- _目的_: 以下のエントリから、文字列「brown」を含む行をすべて抽出せよ。大文字と小文字は区別する。

データセットに含まれるエントリ
───

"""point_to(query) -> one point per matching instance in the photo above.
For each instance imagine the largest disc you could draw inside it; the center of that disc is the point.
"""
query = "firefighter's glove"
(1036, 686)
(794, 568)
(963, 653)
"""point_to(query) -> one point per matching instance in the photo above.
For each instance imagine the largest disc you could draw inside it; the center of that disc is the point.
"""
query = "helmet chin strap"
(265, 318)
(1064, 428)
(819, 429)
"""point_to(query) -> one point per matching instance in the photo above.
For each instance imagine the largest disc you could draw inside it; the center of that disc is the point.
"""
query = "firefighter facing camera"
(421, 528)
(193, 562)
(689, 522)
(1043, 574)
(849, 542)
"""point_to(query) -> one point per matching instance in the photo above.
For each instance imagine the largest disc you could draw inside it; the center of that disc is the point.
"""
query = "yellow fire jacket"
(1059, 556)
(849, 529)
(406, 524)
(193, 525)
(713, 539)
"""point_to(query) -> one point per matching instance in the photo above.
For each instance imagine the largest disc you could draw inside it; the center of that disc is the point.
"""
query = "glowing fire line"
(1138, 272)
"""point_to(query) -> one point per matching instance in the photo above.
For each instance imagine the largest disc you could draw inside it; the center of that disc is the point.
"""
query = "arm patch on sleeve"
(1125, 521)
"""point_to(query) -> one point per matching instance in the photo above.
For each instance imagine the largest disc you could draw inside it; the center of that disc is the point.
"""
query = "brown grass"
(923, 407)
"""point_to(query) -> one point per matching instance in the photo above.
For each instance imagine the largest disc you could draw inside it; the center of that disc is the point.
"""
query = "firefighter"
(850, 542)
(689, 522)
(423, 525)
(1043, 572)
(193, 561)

───

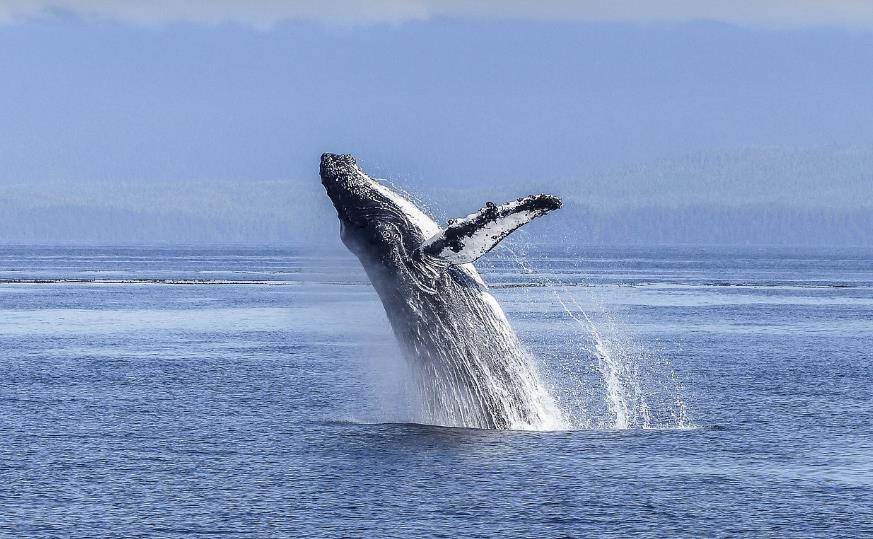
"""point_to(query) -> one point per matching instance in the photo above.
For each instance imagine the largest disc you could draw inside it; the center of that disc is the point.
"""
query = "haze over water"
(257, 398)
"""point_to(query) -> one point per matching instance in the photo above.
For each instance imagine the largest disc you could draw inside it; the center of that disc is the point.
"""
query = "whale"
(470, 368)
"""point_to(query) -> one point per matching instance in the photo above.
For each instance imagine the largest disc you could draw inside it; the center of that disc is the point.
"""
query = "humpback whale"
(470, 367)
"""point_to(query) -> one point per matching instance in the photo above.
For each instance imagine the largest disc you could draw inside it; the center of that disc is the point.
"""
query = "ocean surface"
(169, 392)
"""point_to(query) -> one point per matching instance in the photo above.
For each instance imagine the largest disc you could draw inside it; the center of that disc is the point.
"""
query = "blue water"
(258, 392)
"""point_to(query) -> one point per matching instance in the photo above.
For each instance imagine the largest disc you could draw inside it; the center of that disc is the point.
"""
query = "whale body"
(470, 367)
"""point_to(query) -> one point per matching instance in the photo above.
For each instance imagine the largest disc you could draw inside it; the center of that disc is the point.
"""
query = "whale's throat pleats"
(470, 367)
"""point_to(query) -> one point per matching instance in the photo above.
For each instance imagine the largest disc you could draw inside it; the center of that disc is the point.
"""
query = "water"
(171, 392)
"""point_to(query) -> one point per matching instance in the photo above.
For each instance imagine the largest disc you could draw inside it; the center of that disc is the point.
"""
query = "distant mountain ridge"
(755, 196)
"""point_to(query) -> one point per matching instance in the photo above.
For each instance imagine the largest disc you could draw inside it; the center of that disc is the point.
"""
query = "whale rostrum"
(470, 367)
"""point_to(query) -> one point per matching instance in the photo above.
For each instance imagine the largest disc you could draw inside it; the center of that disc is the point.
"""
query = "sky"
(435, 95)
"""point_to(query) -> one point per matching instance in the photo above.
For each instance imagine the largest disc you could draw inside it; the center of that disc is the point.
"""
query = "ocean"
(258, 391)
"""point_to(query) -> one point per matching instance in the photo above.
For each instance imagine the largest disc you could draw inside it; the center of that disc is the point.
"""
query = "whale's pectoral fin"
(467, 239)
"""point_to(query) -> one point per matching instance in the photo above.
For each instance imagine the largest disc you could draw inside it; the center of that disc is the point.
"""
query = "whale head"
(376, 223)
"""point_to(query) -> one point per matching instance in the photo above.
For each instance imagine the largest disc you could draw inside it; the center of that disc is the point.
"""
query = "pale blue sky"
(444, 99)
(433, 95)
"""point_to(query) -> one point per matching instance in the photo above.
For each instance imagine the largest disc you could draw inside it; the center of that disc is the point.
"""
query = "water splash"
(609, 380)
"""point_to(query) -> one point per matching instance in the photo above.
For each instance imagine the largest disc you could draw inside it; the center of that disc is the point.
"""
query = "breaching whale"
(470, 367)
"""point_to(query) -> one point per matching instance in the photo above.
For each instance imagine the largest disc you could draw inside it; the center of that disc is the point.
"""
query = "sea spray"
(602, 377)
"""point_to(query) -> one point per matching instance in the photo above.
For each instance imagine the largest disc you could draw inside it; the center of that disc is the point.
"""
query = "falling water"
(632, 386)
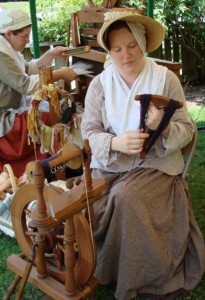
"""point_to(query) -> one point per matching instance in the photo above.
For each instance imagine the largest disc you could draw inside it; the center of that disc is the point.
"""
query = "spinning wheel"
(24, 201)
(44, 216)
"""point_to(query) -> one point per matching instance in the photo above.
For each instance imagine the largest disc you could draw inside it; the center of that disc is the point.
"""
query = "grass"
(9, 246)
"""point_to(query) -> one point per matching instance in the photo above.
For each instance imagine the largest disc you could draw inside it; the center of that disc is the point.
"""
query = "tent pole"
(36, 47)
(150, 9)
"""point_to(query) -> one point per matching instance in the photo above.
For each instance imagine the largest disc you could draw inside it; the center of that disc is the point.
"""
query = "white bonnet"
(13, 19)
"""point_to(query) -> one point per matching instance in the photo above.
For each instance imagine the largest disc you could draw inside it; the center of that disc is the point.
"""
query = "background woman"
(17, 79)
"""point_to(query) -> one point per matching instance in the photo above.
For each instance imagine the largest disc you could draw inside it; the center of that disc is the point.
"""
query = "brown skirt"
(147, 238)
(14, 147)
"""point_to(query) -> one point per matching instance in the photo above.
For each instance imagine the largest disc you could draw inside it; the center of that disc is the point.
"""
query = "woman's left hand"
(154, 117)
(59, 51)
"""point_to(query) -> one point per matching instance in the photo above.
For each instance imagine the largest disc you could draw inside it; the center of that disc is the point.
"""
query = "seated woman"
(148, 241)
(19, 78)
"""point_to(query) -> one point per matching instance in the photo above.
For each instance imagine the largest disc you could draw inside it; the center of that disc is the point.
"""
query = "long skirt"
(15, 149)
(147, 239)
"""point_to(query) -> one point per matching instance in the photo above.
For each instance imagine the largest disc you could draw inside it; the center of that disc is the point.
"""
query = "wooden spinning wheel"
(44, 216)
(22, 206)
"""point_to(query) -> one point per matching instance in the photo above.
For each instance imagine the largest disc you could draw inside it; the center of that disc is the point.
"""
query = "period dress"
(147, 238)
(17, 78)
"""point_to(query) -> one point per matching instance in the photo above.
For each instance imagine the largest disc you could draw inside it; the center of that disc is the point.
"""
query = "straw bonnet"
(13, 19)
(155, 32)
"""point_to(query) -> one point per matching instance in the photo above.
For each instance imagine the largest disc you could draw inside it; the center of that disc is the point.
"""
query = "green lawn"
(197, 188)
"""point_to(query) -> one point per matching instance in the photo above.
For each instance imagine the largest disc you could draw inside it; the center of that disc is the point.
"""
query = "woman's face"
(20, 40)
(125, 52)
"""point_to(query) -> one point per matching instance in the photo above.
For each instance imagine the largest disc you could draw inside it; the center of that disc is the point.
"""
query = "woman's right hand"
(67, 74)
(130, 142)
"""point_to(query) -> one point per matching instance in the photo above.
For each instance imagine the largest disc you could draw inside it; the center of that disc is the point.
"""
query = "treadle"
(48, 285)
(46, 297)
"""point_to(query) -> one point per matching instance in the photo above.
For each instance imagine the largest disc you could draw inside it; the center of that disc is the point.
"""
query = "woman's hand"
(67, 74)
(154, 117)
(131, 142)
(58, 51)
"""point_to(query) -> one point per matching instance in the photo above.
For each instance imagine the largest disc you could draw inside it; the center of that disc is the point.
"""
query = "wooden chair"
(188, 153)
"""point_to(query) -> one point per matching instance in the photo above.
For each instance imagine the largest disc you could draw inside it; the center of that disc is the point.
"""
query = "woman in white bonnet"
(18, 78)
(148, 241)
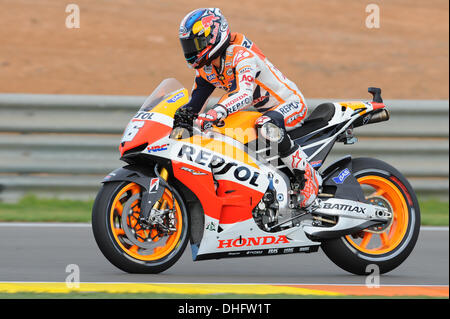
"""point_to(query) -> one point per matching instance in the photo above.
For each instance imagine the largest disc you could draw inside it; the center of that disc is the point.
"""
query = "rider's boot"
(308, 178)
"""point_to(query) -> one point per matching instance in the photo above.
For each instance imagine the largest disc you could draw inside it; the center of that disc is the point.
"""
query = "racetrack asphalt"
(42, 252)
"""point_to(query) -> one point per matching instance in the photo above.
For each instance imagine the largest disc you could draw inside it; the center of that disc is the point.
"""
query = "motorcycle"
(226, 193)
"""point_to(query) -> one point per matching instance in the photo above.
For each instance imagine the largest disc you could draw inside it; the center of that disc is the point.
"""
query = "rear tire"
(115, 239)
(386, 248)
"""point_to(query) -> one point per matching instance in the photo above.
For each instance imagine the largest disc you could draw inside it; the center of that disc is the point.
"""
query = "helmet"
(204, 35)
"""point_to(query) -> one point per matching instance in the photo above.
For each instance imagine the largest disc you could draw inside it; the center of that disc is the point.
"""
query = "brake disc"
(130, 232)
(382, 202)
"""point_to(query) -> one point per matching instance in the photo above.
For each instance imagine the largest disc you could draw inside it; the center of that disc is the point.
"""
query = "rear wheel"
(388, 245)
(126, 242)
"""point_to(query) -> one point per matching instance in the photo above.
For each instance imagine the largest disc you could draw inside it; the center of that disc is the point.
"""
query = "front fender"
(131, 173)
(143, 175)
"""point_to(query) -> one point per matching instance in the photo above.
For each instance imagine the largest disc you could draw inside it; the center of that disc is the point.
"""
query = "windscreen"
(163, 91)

───

- _出力全文_:
query = "brown grass"
query = "brown skirt"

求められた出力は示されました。